Aim: Pick up the text on reviewer assignment methods where it stops, and continue it past its last sentence. The listing that follows is not part of that text.

We use the terms RRAP and ARAP as in (Kou et al. 2015a). The ARAP focuses more on optimization issues (Yeşilçimen and Yıldırım 2019) (e.g., how many relevant manuscripts need to be assigned to each reviewer to achieve global optimization?). This paper focuses on RRAP, which can be divided into three categories of related methods: based on semantic information, based on word information, and based on other information. The semantic information corresponds to some relationship between words, typically described by the topic. Word information is used to define the relationship between the reviewer and the manuscript through statistical word frequency and other information. In addition to semantic information and word information, nontextual information can be used to calculate similarity, including classification information (Zhang et al. 2020a; Liu et al. 2016) pertaining to the paper and information provided by the reviewers (Rigaux 2004; Di Mauro et al. 2005). A rule-based (Di Mauro et al. 2005), collaborative filtering (Rigaux 2004) or network-based (Fair and accurate reviewer assignment in peer review 2019; Xu et al. 2019; Anaya et al. 2019) method is often used for this type of information. We focus on methods based on semantics, words, and a combination of these types of information.

Dataset:
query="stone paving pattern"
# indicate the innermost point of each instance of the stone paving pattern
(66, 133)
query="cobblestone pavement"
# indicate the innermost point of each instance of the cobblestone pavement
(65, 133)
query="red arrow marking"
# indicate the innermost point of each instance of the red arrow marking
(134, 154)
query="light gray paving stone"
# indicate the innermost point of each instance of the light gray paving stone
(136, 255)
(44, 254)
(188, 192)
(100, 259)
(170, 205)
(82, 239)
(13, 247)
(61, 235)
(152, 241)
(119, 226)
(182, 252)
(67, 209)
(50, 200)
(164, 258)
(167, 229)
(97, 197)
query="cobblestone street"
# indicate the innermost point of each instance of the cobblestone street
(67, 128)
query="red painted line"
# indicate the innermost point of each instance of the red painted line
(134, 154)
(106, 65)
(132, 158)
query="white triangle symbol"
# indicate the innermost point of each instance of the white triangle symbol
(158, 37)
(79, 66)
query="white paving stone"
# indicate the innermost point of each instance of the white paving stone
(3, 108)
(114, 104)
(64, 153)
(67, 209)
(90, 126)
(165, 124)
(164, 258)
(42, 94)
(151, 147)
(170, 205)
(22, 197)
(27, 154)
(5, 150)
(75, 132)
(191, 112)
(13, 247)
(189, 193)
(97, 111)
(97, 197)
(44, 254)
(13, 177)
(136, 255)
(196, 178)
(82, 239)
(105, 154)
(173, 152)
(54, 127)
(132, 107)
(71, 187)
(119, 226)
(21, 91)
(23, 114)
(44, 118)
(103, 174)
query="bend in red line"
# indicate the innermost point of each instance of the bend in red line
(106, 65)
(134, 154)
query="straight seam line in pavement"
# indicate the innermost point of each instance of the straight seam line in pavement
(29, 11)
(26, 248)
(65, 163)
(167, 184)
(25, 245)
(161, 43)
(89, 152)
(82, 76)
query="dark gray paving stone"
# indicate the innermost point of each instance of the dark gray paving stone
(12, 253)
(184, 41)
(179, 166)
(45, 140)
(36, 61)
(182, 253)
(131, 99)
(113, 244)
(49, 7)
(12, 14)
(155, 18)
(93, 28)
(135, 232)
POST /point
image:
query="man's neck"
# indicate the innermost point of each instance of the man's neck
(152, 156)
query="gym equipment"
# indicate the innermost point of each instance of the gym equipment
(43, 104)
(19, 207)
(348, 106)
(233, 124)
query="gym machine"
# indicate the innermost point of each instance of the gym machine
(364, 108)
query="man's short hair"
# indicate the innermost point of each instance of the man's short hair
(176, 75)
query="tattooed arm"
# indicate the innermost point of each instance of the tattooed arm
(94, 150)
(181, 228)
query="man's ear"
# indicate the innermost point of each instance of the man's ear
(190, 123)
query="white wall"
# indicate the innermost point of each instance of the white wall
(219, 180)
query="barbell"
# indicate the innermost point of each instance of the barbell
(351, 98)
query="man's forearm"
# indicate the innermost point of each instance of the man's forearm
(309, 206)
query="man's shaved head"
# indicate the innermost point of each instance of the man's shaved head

Reply to the exercise:
2.1 Semantic-based approach

Dumais and Nielsen (1992) transformed RRAP into a retrieval problem using latent semantic indexing (LSI) to extract semantic information and used cosine similarity to calculate the similarity between the reviewer and the manuscript. LSI is a common method for extracting topic information, and Ferilli et al. (2006) and Li and Hou (2016) also used this method. pLSA (Karimzadehgan and Zhai 2012, 2009) and LDA (including variants) (Charlin and Zemel 2013; Misale and Vanwari 2017; Kim and Lee 2018) are improved methods for extracting topic information. Karimzadehgan et al. (2008) first used the pLSA model to obtain the topic and calculate the similarity between the reviewer and manuscript. Mimno and McCallum (2007) first used the LDA model to extract semantic information and proposed the APT model to improve LDA with respect to describing textual information from reviewers and manuscripts. Li and Watanabe (2013) combined the APT model with a time factor to measure the degree of expertise of reviewers. Based on this, Peng et al. (2017) employed TF-IDF to consider word information. Kou et al. (2015a) used the topic weighted coverage calculation based on the topic feature of LDA and proposed the branch-and-bound algorithm (BBA) to find reviewers in the fastest time. In addition to the topic model, Ogunleye et al. (2017) used word2vec to calculate similarity. Zhao et al. (2018) transformed the RRAP into a classification problem and used the word mover’s distance (WMD) method to calculate similarity and then used the constructive covering algorithm (CCA) to simultaneously classify reviewers and manuscripts. In (Zhang et al. 2020b), RRAP was also cast as a multilabel classification task in which the reviewers were assigned according to multiple predicted labels.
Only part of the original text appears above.